/---
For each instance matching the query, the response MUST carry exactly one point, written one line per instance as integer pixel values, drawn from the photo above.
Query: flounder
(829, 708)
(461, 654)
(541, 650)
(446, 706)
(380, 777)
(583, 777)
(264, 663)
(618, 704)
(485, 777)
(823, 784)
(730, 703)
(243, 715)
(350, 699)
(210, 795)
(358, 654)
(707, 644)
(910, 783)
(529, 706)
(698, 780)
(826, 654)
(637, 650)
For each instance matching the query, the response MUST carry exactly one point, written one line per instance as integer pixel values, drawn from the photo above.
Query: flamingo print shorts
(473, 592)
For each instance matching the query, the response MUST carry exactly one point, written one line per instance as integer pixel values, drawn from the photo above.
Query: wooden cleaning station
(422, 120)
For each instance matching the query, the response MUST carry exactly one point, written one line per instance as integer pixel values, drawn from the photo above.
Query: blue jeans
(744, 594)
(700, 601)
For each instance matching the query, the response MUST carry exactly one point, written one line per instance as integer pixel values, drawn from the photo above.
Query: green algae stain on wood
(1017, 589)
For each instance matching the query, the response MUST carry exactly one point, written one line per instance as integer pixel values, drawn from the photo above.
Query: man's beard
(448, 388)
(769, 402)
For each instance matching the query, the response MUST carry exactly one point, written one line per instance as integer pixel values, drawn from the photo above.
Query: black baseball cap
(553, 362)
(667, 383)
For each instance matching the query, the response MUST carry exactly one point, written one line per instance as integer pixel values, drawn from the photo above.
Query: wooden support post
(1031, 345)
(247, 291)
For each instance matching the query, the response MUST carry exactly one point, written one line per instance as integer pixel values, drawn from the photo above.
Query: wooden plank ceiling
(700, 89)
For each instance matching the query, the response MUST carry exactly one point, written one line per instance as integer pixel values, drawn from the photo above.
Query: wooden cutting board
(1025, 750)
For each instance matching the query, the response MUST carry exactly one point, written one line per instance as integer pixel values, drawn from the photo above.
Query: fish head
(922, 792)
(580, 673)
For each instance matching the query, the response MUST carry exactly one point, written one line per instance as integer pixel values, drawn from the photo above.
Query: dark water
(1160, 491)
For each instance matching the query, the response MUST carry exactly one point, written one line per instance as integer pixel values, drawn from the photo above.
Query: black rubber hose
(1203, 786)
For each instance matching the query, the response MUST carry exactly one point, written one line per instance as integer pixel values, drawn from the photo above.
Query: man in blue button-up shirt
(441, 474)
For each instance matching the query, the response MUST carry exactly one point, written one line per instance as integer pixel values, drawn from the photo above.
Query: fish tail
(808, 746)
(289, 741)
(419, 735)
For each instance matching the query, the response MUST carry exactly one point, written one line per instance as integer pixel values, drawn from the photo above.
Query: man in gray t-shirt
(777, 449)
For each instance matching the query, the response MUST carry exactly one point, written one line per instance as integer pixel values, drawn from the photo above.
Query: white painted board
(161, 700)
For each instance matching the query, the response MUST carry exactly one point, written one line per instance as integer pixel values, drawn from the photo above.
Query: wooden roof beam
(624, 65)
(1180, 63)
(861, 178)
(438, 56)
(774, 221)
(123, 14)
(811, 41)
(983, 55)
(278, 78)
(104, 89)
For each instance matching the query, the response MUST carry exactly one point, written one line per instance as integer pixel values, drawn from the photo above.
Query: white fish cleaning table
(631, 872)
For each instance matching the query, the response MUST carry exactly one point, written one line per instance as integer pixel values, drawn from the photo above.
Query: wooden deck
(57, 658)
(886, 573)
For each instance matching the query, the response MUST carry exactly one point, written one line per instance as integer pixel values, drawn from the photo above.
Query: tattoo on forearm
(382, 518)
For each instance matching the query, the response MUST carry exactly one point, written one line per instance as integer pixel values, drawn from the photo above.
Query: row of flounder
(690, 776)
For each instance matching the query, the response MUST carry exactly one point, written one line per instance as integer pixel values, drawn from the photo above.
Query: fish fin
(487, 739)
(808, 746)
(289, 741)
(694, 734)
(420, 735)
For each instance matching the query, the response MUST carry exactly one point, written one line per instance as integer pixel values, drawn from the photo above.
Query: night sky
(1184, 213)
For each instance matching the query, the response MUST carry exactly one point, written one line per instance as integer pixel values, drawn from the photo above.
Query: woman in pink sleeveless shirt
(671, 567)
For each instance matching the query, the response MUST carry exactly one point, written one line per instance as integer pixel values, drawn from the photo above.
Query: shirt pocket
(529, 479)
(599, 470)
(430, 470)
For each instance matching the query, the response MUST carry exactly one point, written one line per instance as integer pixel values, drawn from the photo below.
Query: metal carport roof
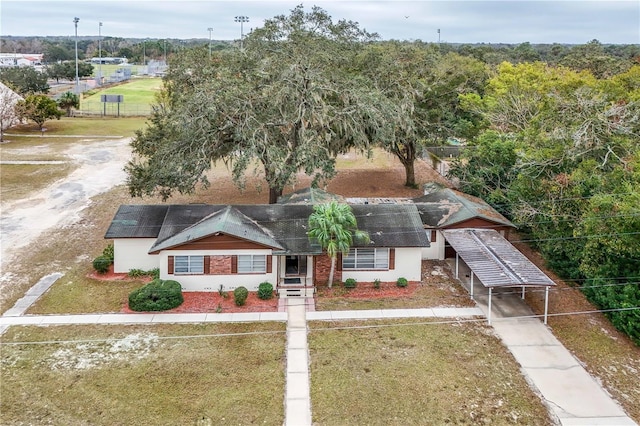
(496, 262)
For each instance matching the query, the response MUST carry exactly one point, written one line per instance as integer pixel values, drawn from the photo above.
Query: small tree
(8, 115)
(38, 108)
(334, 227)
(69, 100)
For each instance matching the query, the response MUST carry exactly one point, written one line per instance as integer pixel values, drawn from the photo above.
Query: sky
(469, 21)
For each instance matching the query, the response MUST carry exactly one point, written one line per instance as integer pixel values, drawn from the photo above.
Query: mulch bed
(368, 291)
(212, 302)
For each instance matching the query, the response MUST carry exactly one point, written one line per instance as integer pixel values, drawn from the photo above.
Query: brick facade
(220, 265)
(322, 268)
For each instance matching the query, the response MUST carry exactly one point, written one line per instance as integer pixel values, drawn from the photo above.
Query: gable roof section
(446, 207)
(281, 226)
(228, 221)
(390, 225)
(137, 221)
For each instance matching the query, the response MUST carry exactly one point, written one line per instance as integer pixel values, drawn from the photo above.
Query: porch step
(285, 292)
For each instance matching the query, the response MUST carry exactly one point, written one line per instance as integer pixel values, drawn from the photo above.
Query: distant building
(20, 59)
(107, 60)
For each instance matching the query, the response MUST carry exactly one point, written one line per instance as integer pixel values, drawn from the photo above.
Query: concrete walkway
(568, 390)
(571, 394)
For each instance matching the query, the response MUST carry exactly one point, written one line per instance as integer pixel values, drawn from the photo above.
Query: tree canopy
(39, 109)
(287, 102)
(24, 80)
(562, 161)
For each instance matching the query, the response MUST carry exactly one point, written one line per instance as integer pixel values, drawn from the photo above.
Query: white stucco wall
(132, 253)
(213, 282)
(408, 264)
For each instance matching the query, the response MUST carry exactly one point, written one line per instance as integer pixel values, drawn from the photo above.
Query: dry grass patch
(416, 374)
(77, 293)
(142, 376)
(19, 180)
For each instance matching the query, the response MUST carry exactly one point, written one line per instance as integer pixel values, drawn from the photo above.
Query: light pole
(242, 19)
(210, 29)
(100, 53)
(75, 22)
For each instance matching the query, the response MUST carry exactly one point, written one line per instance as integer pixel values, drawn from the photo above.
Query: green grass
(108, 69)
(416, 374)
(138, 93)
(139, 375)
(70, 126)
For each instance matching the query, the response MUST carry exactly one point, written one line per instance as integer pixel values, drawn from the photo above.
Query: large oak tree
(287, 101)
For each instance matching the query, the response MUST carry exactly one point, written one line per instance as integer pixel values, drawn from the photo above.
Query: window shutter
(392, 258)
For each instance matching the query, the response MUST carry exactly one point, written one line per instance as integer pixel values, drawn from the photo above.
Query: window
(369, 258)
(189, 265)
(252, 263)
\---
» **PROMPT**
Word for word, write out the full listing, leaving the pictures aside.

» **FINISHED TASK**
For each instance matching the query, the response MUST carry exactly one point, written one line per instance as integer pixel values, drawn from the photo above.
Query: flounder
(829, 708)
(461, 654)
(541, 650)
(446, 706)
(380, 777)
(583, 777)
(264, 663)
(618, 704)
(485, 777)
(823, 784)
(730, 703)
(243, 715)
(350, 699)
(210, 795)
(358, 654)
(707, 644)
(910, 783)
(529, 706)
(698, 780)
(826, 654)
(637, 650)
For each instance matching the query, the response MUST carry exactly one point, written one line per instance as integer pixel values, drawn from the photo above.
Query: flamingo print shorts
(473, 592)
For each instance matching the query, the response MUST carry exactly one point, written one line per instance as integer pixel values, drawn from the photo above.
Query: wooden cleaning station
(422, 120)
For each instance matching the query, the response MUST carry exactly one point, written one line per instance as integer pixel values, drawn from the photo above.
Query: blue jeans
(744, 594)
(700, 601)
For each instance matching the query, the response MUST carry exactly one point, written one line per instance as integer pixel values, drawn from the photo above.
Query: green algae stain on wood
(1017, 589)
For each instance matching the query, the response MUST carry exactly one point, written one line per instance as integer pixel values, drawn from the photo above.
Query: man's beard
(448, 388)
(769, 402)
For each instance matching the query, the response MUST carry exactly one point, written one line per instance as integer pixel values, drawn from the photo above.
Query: black baseball cap
(553, 362)
(667, 383)
For each instance matching the query, the response MUST carry exactly one point, written one line per instance as integer pixel values, drawn from the photo above.
Query: wooden support post
(1031, 345)
(247, 291)
For each instance matching the query, the response MUST carry exactly one point, written one line per instance as integer pixel values, drawn from the photo above.
Query: wooden plank ceiling
(700, 89)
For each instance matching the query, the response MUST carry exactly one point, written one line per instance as integer pixel values, drawn from the photo above.
Query: wooden cutting board
(1025, 750)
For each instance matching the query, the response MUST carry exactly one point, written one line per instance as integer pixel values, drawn from the photo above.
Query: fish head
(922, 792)
(580, 673)
For each instance matching the query, the response MUST carry exactly one point, written one line per instance as integer pixel values, drawn from the photo above.
Query: dark water
(1160, 491)
For each instance matching the query, the response MUST carry exactly one point, written one line per instance as integer pixel values, drawn from the photo above.
Query: black rubber hose
(1203, 786)
For each instance matching the query, the response MUST carry exactly one point, written one line per instance as integer pixel values, drawn from the photo above.
Query: man in blue button-up shirt
(441, 474)
For each instance matching the query, the response MUST carry exactly one point, written one line per instance as integer pixel values, drawn from the photo above.
Query: fish tail
(808, 746)
(289, 741)
(419, 735)
For each instance matching the query, the response MUST carry exactly one point, written one line per instance as integer pixel values, drawn from the photo above.
Query: man in gray t-shirt
(777, 449)
For each instance matching the query, the response MUST carry exactly one point, written one line per instance as integer pixel values, drawn from the photo above.
Query: white painted board
(161, 700)
For each instance matching the query, the response MUST carry exactly one point, written one line per instance as integer pixel values, drawn from the photo above.
Query: wooden roof beam
(624, 65)
(1180, 63)
(861, 178)
(438, 56)
(774, 221)
(123, 14)
(811, 41)
(983, 55)
(278, 78)
(104, 89)
For each instance matching the query, the response MUST carry exactly one point, written one line per instance as integer pixel values, drawn from the photo above.
Query: white fish cleaning table
(631, 872)
For each instance matching the query, the response MUST carry exactly one point, written one line per instance as integer pixel values, drawn from the photo above.
Query: wooden deck
(57, 658)
(886, 573)
For each instance matching the query, the response MUST carry exactly one point, written one line per instance as integer pixel values, drawn from the photo above.
Query: tattoo on forearm
(382, 518)
For each instance matching the query, the response MUST carry exactly one point, written one line per instance as integer pixel values, drawn from the photo above.
Query: row of flounder
(690, 776)
For each instance matching the query, the response MUST carry exactly one point, written one line per instance as integer pixel values, drawn from the photo above.
Query: fish fin
(487, 739)
(808, 746)
(289, 741)
(694, 734)
(420, 735)
For each instance matching the query, the response MUST carry exactly one point, written one line per instance as integer pixel values, drawn from the photo above.
Query: night sky
(1184, 213)
For each instance matching the query, the response MUST carry exactly one point, written one line per instance as integer pixel values, drawn from the photo above.
Query: woman in pink sleeveless shirt
(671, 567)
For each instance matching the query, the response MUST carry exactly one point, written one line per instance as integer pixel values, drawn from the photo above.
Query: shirt pocket
(529, 479)
(599, 470)
(430, 470)
For each instance matching the query, the response MUST carry exactly one point, written one line per instance as integer pixel values, drawn from the photo below.
Query: metal carport roof
(496, 262)
For each instance matching the query, the response MUST carry exactly one point, written one line per instance as integer pixel values, drawn from the photo above.
Query: small tree
(8, 115)
(38, 108)
(334, 227)
(69, 100)
For each instance matching the query, the response MUST carry exactly one point, written one line per instance as integer pixel values, drawn from the photo above.
Query: sky
(469, 21)
For each instance matching the query, the response MUST carry exactly one point, written one line per instance as integer pixel values, drawn from the photo above.
Query: mulch bed
(368, 291)
(212, 302)
For each instance matching the query, the response MUST carry exactly one point, written one line per instance as integer pixel values, drawn from the photo above.
Query: brick facade
(220, 265)
(322, 268)
For each instance matching the query, the response MUST carry exactly one point, written one line per instance as integer pixel values, drawn from the photo above.
Query: gable roof section
(446, 207)
(281, 226)
(228, 221)
(390, 225)
(137, 221)
For each instance matching the query, the response MUST carry exactly one point, written one line per instance as integer pixel values, drawn from the photo above.
Query: porch step
(285, 292)
For each instance matching the query, the response MUST carry exactly one point, written one line per instance as integer pixel values, drawn from the photo above.
Query: distant building
(20, 59)
(107, 60)
For each instance matching the query, the response MUST carry exactly one point, written one line per instance as integer pixel values, drawn from the photo above.
Query: concrete walkway
(568, 390)
(571, 394)
For each instance matching the query, the response MUST carry exactly one point, written one line per instance as integer pixel values, drawn from the photo above.
Query: tree canopy
(39, 109)
(287, 102)
(24, 80)
(562, 161)
For each instance matching the query, the response MUST carry exactly one point, written one line per instance as integer pixel values, drawn from the photo above.
Query: white stucco wall
(132, 253)
(213, 282)
(408, 264)
For each instance matching the query, the response MUST carry exactly one point, written one line per instance as integer pixel values, drawn from the photo above.
Query: dry grass patch
(416, 374)
(77, 293)
(142, 376)
(19, 180)
For each instance matching the query, the response MUST carry exactly one point, written one line per instance as integer pixel values, drawn from the photo above.
Query: light pole
(242, 19)
(210, 29)
(100, 53)
(75, 22)
For each instance matching the query, the response MUST carry exactly one point, written one line per instance as integer pixel values, drawn from the photo above.
Query: green grass
(108, 69)
(416, 374)
(138, 93)
(139, 375)
(70, 126)
For each instance matching the query, the response MUST carry exactly one point, written one line per instance as integer pixel values, drawn from the photo above.
Query: large oak tree
(287, 101)
For each instance matching the query, the response MUST carry exactly one point, written one line per instance as integer pixel values, drawn from the photo above.
Query: window shutter
(392, 258)
For each instance matching the query, the response MUST carry exactly one point, written one line per instance as integer pixel values, drawn from the photo above.
Query: window
(369, 258)
(189, 265)
(252, 263)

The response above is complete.